Stored data entries:
# # # # #
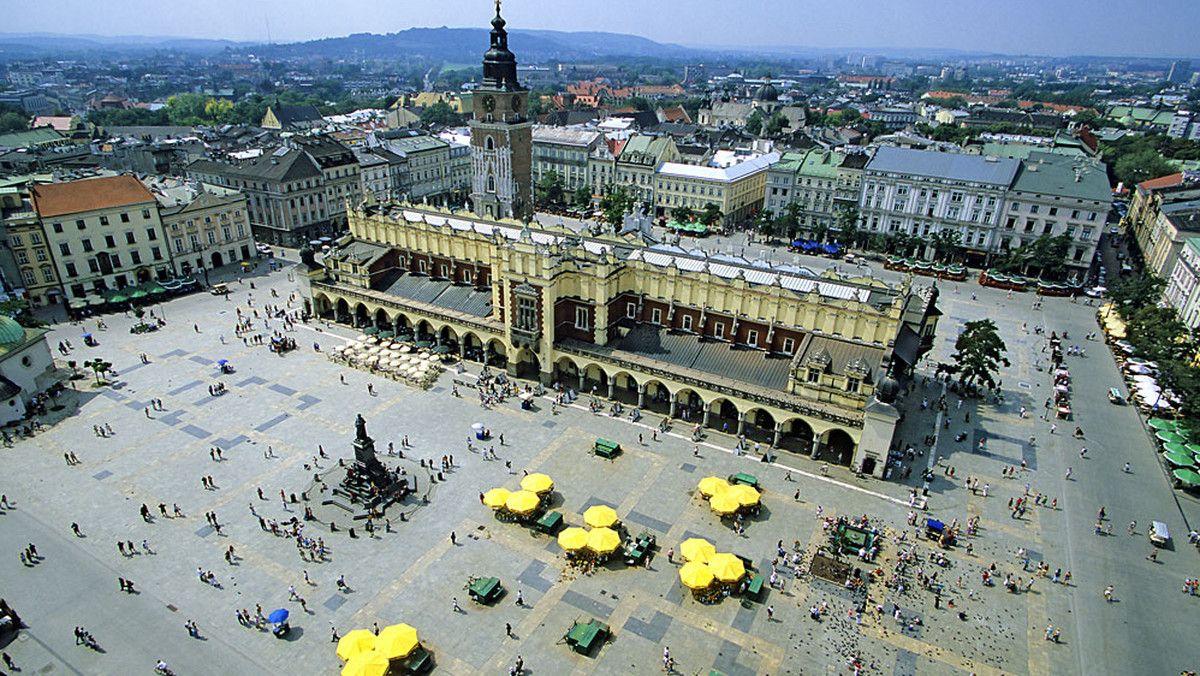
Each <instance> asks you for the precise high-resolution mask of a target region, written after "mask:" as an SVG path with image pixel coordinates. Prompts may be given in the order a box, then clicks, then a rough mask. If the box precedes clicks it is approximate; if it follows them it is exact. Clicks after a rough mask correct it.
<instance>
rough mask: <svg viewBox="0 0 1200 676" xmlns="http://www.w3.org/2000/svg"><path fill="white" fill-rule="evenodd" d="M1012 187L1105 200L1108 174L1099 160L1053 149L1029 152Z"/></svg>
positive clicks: (1109, 185)
mask: <svg viewBox="0 0 1200 676" xmlns="http://www.w3.org/2000/svg"><path fill="white" fill-rule="evenodd" d="M1076 171H1078V180H1076ZM1013 190H1015V191H1020V192H1033V193H1039V195H1050V196H1056V197H1069V198H1072V199H1090V201H1096V202H1105V203H1108V202H1110V201H1111V199H1112V187H1111V186H1110V185H1109V174H1108V172H1106V171H1105V168H1104V164H1103V163H1102V162H1099V161H1096V160H1088V158H1085V157H1079V156H1070V155H1060V154H1056V152H1042V151H1034V152H1030V157H1028V160H1026V161H1025V162H1022V163H1021V172H1020V173H1019V174H1018V175H1016V183H1014V184H1013Z"/></svg>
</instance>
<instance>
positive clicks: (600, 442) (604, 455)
mask: <svg viewBox="0 0 1200 676" xmlns="http://www.w3.org/2000/svg"><path fill="white" fill-rule="evenodd" d="M592 450H593V451H594V453H595V454H596V455H599V456H600V457H608V459H611V457H613V456H616V455H617V454H618V453H620V444H619V443H616V442H611V441H608V439H596V443H595V445H594V447H593V448H592Z"/></svg>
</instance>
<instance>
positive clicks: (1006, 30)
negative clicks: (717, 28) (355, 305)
mask: <svg viewBox="0 0 1200 676" xmlns="http://www.w3.org/2000/svg"><path fill="white" fill-rule="evenodd" d="M1109 10H1111V11H1109ZM1127 10H1128V7H1127V6H1124V5H1122V6H1118V5H1117V4H1116V2H1111V1H1102V2H1082V1H1080V0H1064V1H1054V2H1049V4H1046V2H1036V1H1034V0H1014V1H1013V2H1010V4H1009V5H1008V6H1007V7H1006V11H1004V12H1001V13H991V12H985V11H979V10H967V11H964V8H962V5H961V4H959V2H953V1H952V0H932V1H931V2H925V4H923V5H922V6H920V7H919V8H917V7H916V6H913V8H912V10H908V8H906V7H905V6H902V4H896V2H887V1H884V0H863V1H860V2H857V4H854V5H853V7H851V6H845V5H842V6H820V7H817V6H805V5H804V4H796V5H792V6H779V5H778V4H768V2H762V1H751V2H745V4H743V5H740V6H739V7H738V11H737V12H734V13H731V12H728V7H727V6H725V5H724V4H720V2H715V1H713V0H696V1H692V2H688V4H683V2H678V1H677V0H668V1H667V2H660V4H658V5H655V6H653V7H650V8H647V6H646V5H642V4H636V2H632V1H630V0H614V1H613V2H611V4H610V5H608V6H607V8H606V11H605V12H604V13H599V14H589V13H584V12H580V11H578V8H577V7H571V6H570V5H569V4H562V2H548V1H547V0H523V1H517V0H510V1H509V2H506V4H505V5H504V16H505V18H506V19H508V20H509V26H510V28H512V29H517V30H563V31H592V30H595V31H608V32H619V34H629V35H637V36H642V37H647V38H649V40H654V41H656V42H662V43H674V44H682V46H688V47H713V48H732V49H738V48H740V49H746V48H751V49H752V48H755V47H758V48H779V47H792V48H812V49H842V50H872V49H874V50H888V49H892V50H900V49H948V50H961V52H973V53H997V54H1008V55H1022V54H1028V55H1048V56H1066V55H1103V56H1157V58H1188V56H1195V55H1198V54H1200V49H1198V48H1196V44H1195V41H1194V40H1192V38H1190V36H1189V35H1188V29H1187V28H1186V26H1189V25H1196V24H1200V5H1196V4H1193V2H1188V1H1187V0H1162V1H1159V2H1156V7H1154V11H1153V12H1150V11H1147V12H1144V13H1142V14H1140V16H1138V17H1135V18H1134V19H1133V20H1130V17H1129V14H1128V11H1127ZM492 11H493V10H492V6H491V2H486V1H481V0H470V1H468V0H446V1H444V2H440V4H437V5H418V6H403V5H400V4H384V2H379V1H378V0H346V1H343V2H340V4H337V5H330V4H328V2H317V1H314V0H293V1H288V2H283V1H281V0H266V1H264V2H258V4H256V5H254V7H253V10H251V11H248V12H247V11H246V7H245V4H242V2H234V1H233V0H211V1H209V2H205V4H203V6H187V5H178V4H161V2H150V1H148V0H132V1H125V2H118V1H115V0H96V1H86V2H85V1H83V0H65V1H62V2H58V4H54V5H46V4H41V2H34V1H32V0H16V1H14V2H12V4H11V6H10V14H8V16H10V17H12V19H11V23H10V24H8V26H7V28H6V31H7V32H20V34H38V32H46V34H60V35H101V36H178V37H198V38H223V40H233V41H239V42H263V43H265V42H275V43H283V42H302V41H307V40H319V38H323V37H340V36H344V35H350V34H355V32H373V34H389V32H396V31H401V30H406V29H409V28H437V26H455V28H479V26H481V25H486V18H487V17H488V16H490V14H491V12H492ZM930 17H937V20H936V22H932V20H930ZM982 25H986V28H988V30H986V35H977V34H978V32H979V26H982ZM714 26H719V30H714Z"/></svg>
# # # # #
(Your goal) Copy every line above word for word, leaving out the pictures.

(Your response)
Each <instance> asks you for the precise high-resolution mask of a target region, written after "mask:" as an SVG path with image pixel coordinates. Prompts may be given in the order a box, then clicks, then a rough mask. If the box precedes clicks it is approximate; if it follows them it is exact. Clicks after a rough mask correct it.
<instance>
rough mask: <svg viewBox="0 0 1200 676" xmlns="http://www.w3.org/2000/svg"><path fill="white" fill-rule="evenodd" d="M1012 187L1105 200L1108 174L1099 160L1053 149L1029 152Z"/></svg>
positive clicks: (1109, 185)
mask: <svg viewBox="0 0 1200 676" xmlns="http://www.w3.org/2000/svg"><path fill="white" fill-rule="evenodd" d="M1076 171H1078V180H1076ZM1013 190H1015V191H1020V192H1033V193H1039V195H1050V196H1056V197H1069V198H1072V199H1090V201H1096V202H1105V203H1108V202H1110V201H1111V199H1112V187H1111V186H1110V185H1109V174H1108V172H1106V171H1105V168H1104V164H1103V163H1102V162H1099V161H1096V160H1088V158H1085V157H1079V156H1070V155H1060V154H1056V152H1042V151H1034V152H1030V157H1028V160H1026V161H1025V162H1022V163H1021V172H1020V173H1019V174H1018V175H1016V183H1014V184H1013Z"/></svg>
</instance>
<instance>
positive clicks: (600, 442) (604, 455)
mask: <svg viewBox="0 0 1200 676" xmlns="http://www.w3.org/2000/svg"><path fill="white" fill-rule="evenodd" d="M592 450H593V451H594V453H595V454H596V455H599V456H600V457H608V459H611V457H613V456H616V455H617V454H618V453H620V444H619V443H616V442H611V441H608V439H596V443H595V445H594V447H593V448H592Z"/></svg>
</instance>
<instance>
positive clicks: (1006, 30)
negative clicks: (717, 28) (355, 305)
mask: <svg viewBox="0 0 1200 676" xmlns="http://www.w3.org/2000/svg"><path fill="white" fill-rule="evenodd" d="M1109 10H1111V11H1109ZM1127 10H1128V7H1127V6H1124V5H1122V6H1118V5H1117V4H1116V2H1111V1H1102V2H1082V1H1080V0H1064V1H1054V2H1049V4H1046V2H1036V1H1034V0H1014V1H1013V2H1010V4H1009V5H1008V6H1007V7H1006V11H1004V12H1001V13H991V12H985V11H979V10H967V11H964V8H962V5H961V4H959V2H953V1H952V0H932V1H931V2H925V4H923V5H922V6H920V7H919V8H917V7H916V6H913V8H912V10H908V8H906V7H905V6H902V4H896V2H887V1H884V0H863V1H860V2H857V4H854V5H853V7H851V6H845V5H842V6H820V7H817V6H805V5H804V4H796V5H792V6H779V5H778V4H768V2H762V1H751V2H745V4H743V5H740V6H739V7H738V11H737V12H734V13H731V12H728V7H727V6H725V5H724V4H720V2H715V1H713V0H696V1H692V2H688V4H683V2H678V1H677V0H668V1H667V2H660V4H658V5H655V6H653V7H650V8H647V6H646V5H642V4H636V2H632V1H630V0H614V1H613V2H611V4H610V5H608V6H607V8H606V11H605V12H604V13H599V14H589V13H584V12H580V11H578V8H577V7H571V6H570V5H569V4H562V2H548V1H547V0H523V1H517V0H510V1H509V2H506V4H505V5H504V16H505V18H506V19H508V20H509V26H510V28H512V29H517V30H563V31H592V30H595V31H608V32H619V34H629V35H637V36H642V37H647V38H649V40H654V41H656V42H662V43H674V44H682V46H688V47H713V48H732V49H738V48H740V49H746V48H751V49H752V48H755V47H758V48H779V47H792V48H812V49H842V50H872V49H874V50H888V49H892V50H900V49H948V50H961V52H973V53H997V54H1008V55H1022V54H1028V55H1048V56H1066V55H1103V56H1157V58H1188V56H1195V55H1198V54H1200V49H1198V48H1196V44H1195V41H1194V40H1192V38H1190V36H1189V35H1188V29H1187V28H1186V26H1189V25H1196V24H1200V5H1196V4H1193V2H1188V1H1187V0H1162V1H1159V2H1156V7H1154V11H1153V12H1150V11H1147V12H1144V13H1142V14H1140V16H1138V17H1135V18H1134V19H1133V20H1130V17H1129V14H1128V11H1127ZM492 11H493V10H492V6H491V2H486V1H481V0H470V1H468V0H446V1H444V2H440V4H437V5H418V6H403V5H400V4H384V2H379V1H378V0H346V1H343V2H340V4H337V5H330V4H328V2H317V1H314V0H293V1H288V2H283V1H281V0H266V1H264V2H258V4H256V5H254V7H253V10H251V11H248V12H247V11H246V7H245V4H242V2H234V1H233V0H211V1H209V2H205V4H203V6H187V5H178V4H161V2H150V1H148V0H132V1H125V2H118V1H115V0H96V1H86V2H85V1H83V0H65V1H62V2H58V4H54V5H46V4H41V2H34V1H32V0H16V1H14V2H12V4H11V6H10V14H8V16H10V17H12V19H11V23H10V24H8V26H7V28H6V31H7V32H20V34H38V32H46V34H60V35H101V36H178V37H198V38H223V40H233V41H239V42H263V43H265V42H275V43H283V42H302V41H307V40H319V38H323V37H340V36H344V35H350V34H355V32H373V34H389V32H396V31H401V30H406V29H409V28H437V26H455V28H479V26H481V25H486V18H487V17H488V16H490V14H491V12H492ZM930 17H937V20H936V22H932V20H930ZM982 25H986V28H988V30H986V35H977V34H978V32H979V26H982ZM714 26H719V30H714Z"/></svg>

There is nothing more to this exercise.